SET PROBLEM
Scale the items from their start through the line containing "pixel 201 278", inclusive, and write those lines out again with the requests included. Multiply every answer coordinate by 1.95 and round to whole numbers, with halves going up. Leave the requests and their format samples unchanged, and omit the pictures.
=====
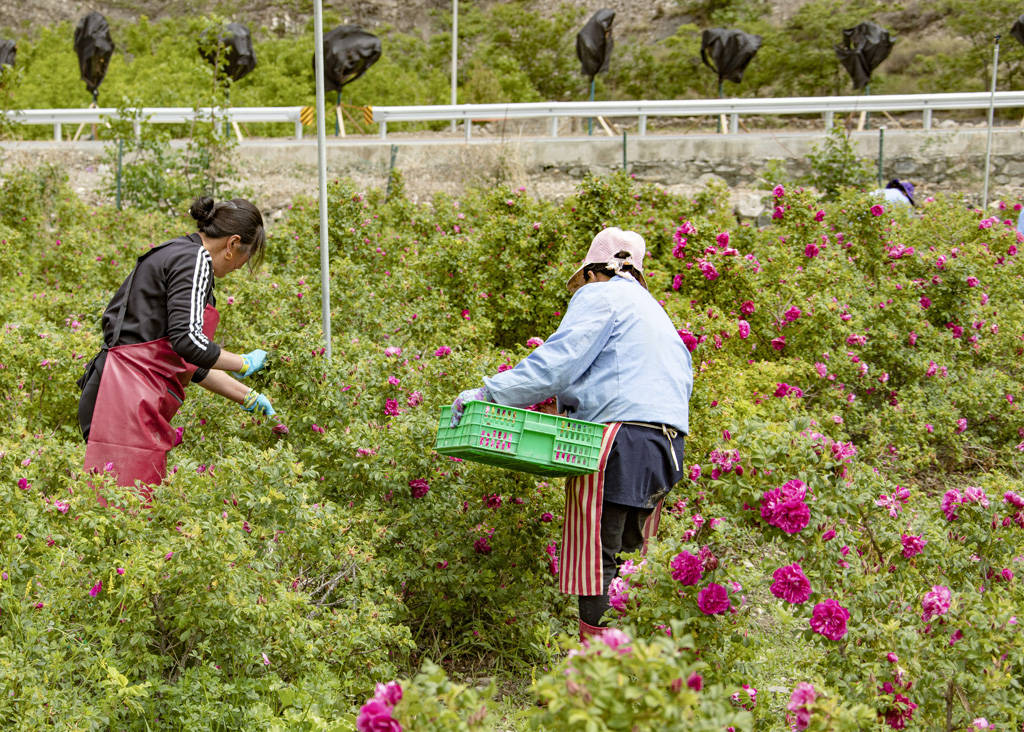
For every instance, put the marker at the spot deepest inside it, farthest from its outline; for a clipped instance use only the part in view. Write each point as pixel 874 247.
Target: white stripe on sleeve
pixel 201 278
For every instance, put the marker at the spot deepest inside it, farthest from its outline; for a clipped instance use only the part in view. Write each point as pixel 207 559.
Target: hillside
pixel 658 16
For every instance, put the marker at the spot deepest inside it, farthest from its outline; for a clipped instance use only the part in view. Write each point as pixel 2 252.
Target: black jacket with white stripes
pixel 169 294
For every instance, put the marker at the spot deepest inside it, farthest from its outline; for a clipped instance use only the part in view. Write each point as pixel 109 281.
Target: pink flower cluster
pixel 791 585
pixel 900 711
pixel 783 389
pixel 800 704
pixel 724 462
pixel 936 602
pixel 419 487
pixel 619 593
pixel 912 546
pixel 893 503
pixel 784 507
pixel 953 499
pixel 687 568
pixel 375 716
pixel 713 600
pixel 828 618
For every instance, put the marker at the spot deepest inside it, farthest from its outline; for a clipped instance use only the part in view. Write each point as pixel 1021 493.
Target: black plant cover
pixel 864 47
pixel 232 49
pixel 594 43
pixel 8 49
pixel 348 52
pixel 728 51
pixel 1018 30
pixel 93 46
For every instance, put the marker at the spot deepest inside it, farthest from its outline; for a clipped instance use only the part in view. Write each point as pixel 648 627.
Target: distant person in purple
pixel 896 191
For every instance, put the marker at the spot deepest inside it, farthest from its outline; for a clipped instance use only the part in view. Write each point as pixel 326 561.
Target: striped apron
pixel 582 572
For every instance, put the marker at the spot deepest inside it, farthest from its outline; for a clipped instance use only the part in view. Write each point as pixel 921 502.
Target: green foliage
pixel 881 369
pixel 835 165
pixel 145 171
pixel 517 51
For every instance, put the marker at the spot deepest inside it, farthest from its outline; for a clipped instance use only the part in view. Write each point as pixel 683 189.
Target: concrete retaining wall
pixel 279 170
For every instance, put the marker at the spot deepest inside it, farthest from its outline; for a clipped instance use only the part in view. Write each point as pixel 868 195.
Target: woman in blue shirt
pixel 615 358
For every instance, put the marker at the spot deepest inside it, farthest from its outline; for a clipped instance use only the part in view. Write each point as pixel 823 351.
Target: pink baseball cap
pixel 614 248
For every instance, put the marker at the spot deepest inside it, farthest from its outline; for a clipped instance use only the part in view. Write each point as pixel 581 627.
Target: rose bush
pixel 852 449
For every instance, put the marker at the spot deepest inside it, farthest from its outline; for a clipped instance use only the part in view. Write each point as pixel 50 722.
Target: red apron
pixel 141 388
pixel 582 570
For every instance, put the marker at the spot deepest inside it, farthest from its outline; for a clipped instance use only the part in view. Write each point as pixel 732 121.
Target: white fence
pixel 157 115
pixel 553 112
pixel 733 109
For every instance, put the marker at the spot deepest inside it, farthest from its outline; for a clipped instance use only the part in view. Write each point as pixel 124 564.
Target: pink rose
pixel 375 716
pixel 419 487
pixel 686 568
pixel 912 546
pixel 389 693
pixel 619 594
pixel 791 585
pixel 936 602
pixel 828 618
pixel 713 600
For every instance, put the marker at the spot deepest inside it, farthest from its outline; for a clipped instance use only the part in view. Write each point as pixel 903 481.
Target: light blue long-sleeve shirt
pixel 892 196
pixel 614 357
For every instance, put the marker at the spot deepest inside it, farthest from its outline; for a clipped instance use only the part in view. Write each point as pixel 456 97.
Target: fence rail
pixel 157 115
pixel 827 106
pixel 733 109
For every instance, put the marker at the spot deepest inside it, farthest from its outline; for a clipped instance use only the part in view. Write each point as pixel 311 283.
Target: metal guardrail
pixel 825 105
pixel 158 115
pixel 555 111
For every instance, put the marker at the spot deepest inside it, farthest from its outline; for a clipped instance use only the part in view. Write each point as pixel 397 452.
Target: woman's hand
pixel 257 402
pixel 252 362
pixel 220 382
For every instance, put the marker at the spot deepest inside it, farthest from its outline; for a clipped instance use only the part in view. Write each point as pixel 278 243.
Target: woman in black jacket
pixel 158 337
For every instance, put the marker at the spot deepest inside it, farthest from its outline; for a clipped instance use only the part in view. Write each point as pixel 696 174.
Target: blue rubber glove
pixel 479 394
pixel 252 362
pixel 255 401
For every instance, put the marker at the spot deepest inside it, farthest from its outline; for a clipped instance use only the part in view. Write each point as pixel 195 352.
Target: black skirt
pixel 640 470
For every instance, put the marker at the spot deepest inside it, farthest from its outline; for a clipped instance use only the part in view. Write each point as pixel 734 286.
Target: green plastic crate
=====
WRITTEN SOLUTION
For every instance, put the marker at the spot deepest inside it, farthest from its outline; for a clipped instance use only the part in view. Write each point as pixel 874 247.
Target: white stripe on sleeve
pixel 392 542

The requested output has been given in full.